Given request 1:
Can you print the rows from the first line through the line that contains "pixel 176 53", unchanged?
─── Document passage ───
It was a nice autumn evening when I sat on a bench opposite the City Hall of Köpenick with the river Dahme behind me. And that’s where we went to shoot the first photos after Justin had arrived. We started chatting right away, and the conversation went so well that I regretted not turning on the voice recorder from the beginning. But first I had to focus on getting some decent shots. We went over to the castle, and continued shooting in the park. Then we sat down on a nice bench under the trees and started with the interview.

Last night you played at a festival dedicated to world peace. Did you ever believe in such a thing?

I read somewhere that some historians did some research. In the total of human history there had been a period of four and a half years of peace, or something like that. Probably it was more like three days here, and three years there, and you could add it up to being four and a half years. Do I believe in world peace? [silence] It‘s a strange time in Europe. Here we are in the park. It’s pretty nice, and it’s a lovely day. Then you think of what has happened here in the past, during the war. It‘s horrific. We are so strange; restless monkeys, never satisfied. I think we once wrote something like, “Where there is war we like to bring peace; where there is peace we want to bring war“ [from the NEW MODEL ARMY song „No Mirror, No Shadow“], and it’s a bit like that. And it just seems that way, especially at the moment in Britain, and probably everywhere else, but you know I‘m British, so [pause]. The language of war is very popular. This kind of “Us and them”, and building walls, and “We are right and they are wrong“, and “These are our enemies“. It does seem that either we have forgotten where this shit leads, or we are just sort of some pathetic drama junkies who can’t resist this.
And of course all the algorithms that were built up in the online world respond to clicks. So what makes people click? Anger and fear. And people are happy – they don’t really need to go online, and they don’t really need to click. “It‘s a lovely day today. Do I need to click? Yes!“ – “No, I don’t. Those bastards are selling you out!“ – “Do I need to click? Oh, ah, my anger is rising, click!“ And therefore this particular thing goes up, and it is more noticed. So I don’t think that people feel more war-like, but they have this kind of response. I don’t know; this is a strange, dangerous time. And maybe like in our song „The Weather“ – is it exactly a coincidence that at the same time the whole weather system of the planet is readjusting itself to a kind of new chemical reality: global warming? So as the weather is getting more dramatic, the storms are stronger, the droughts are deeper and the floods are stronger, the people seem to have the tendency to become more extreme. We are made of the same molecules; it’s not a coincidence. But then if you look at the particular small details of things, like the fucking Brexit or whatever, it’s just such nonsense in the context of what is happening on the planet. It’s like a joke.

 
Justin Sullivan
 

Almost like a distraction.

Completely! We are sort of dumb monkeys, really – tribal monkeys – dumb tribal monkeys. I started writing the new album at the end of last year. We all write in the same way, in the sense that we are collecting musical ideas from everyone. And these go into storage, a cupboard called “Musical Ideas“. We must not start making an album until the cupboard is full. But these days, the cupboard is almost always full. The other cupboard is “Stuff I Want to Write About“. But I definitely didn’t have the urge to write “Brexit is a con, la la la“. Winter was a bit more direct because it was written in the wake of what is happening. We knew the referendum was coming, and I kind of guessed what the result would be. It wasn’t a surprise to me. From Here is the absolute attempt to step away from it and look at the bigger picture. And when I had written what ended up as the last lines of the album, I knew they had to be the last lines of the album. [“So let’s all go home now, and look ourselves in the mirror, throw our heads back and laugh.“] It was definitely an attempt to step back. Then Lee Smith and Jamie Lockhart came to us and said that there is this studio where we want you to go to, and we looked at the pictures, and we went, „Yep, that’s our kind of place.“ So we went off to Norway. The album was mostly written in Bradford – but in a chance to step back, and look at the bigger picture – this was the perfect place to do it.
─── Exercise input ───
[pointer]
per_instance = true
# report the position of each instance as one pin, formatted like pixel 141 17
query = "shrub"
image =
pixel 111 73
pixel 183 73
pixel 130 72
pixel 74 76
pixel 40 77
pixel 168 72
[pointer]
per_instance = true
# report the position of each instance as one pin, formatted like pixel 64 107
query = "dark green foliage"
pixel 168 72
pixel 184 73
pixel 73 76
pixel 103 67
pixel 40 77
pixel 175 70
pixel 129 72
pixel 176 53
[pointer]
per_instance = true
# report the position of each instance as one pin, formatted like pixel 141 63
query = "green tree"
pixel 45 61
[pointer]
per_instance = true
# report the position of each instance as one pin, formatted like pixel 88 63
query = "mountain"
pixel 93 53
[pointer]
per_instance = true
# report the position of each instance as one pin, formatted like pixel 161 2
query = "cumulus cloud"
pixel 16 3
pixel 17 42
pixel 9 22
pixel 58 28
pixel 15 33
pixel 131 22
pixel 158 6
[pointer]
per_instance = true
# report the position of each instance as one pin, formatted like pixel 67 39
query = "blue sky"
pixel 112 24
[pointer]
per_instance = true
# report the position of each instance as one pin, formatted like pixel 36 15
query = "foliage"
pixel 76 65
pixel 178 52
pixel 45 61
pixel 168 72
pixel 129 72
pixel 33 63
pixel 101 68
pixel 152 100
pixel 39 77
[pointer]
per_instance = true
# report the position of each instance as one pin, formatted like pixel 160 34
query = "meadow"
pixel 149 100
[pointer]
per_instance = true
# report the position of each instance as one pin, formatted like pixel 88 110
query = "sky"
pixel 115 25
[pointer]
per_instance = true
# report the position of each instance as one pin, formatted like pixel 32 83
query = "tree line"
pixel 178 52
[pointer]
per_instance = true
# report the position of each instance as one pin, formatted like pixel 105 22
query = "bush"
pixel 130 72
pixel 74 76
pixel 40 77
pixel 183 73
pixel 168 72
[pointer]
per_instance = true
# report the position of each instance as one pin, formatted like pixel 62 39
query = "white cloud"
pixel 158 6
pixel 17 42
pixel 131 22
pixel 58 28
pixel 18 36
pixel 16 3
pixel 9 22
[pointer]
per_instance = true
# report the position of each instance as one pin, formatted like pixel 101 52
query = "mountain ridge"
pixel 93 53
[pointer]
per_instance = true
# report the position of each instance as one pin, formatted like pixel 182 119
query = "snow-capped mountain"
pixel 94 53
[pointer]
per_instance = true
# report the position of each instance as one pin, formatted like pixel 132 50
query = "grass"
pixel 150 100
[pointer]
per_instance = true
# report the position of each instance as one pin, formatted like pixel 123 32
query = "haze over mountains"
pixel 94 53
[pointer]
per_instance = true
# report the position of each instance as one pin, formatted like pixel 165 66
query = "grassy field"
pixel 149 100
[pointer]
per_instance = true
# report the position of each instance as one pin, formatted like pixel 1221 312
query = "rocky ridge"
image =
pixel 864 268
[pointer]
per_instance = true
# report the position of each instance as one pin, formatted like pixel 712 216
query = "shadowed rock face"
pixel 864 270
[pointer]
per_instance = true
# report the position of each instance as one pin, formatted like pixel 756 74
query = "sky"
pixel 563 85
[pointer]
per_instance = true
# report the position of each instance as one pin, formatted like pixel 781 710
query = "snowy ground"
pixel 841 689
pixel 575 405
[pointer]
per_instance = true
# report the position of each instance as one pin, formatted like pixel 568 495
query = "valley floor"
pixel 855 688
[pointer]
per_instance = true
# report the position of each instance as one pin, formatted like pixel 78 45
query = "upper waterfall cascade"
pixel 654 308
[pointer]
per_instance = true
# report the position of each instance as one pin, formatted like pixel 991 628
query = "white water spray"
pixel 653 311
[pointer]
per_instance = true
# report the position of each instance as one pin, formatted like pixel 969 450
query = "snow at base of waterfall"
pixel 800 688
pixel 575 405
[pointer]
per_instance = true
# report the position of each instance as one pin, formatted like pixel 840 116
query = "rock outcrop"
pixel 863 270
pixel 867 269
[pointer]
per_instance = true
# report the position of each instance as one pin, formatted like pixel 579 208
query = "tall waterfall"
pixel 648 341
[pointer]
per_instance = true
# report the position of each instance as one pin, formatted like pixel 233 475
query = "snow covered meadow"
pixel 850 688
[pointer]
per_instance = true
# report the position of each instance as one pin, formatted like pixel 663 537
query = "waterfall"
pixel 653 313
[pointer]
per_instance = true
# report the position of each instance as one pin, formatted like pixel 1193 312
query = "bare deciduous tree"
───
Given request 2:
Answer these questions about the interview:
(a) Which river was behind the bench opposite the City Hall of Köpenick?
(b) Which two feelings make people click, according to the interview?
(c) Where was the album mostly written?

Correct answer 1:
[pointer]
per_instance = true
# report the position of each instance as one pin, formatted like pixel 141 17
query = "shrub"
image =
pixel 111 73
pixel 183 73
pixel 130 72
pixel 74 76
pixel 40 77
pixel 168 72
[pointer]
per_instance = true
# report the position of each instance as one pin, formatted like pixel 64 107
query = "dark green foliage"
pixel 168 72
pixel 184 73
pixel 73 76
pixel 103 67
pixel 40 77
pixel 175 70
pixel 129 72
pixel 176 53

Correct answer 2:
(a) The Dahme
(b) Anger and fear
(c) Bradford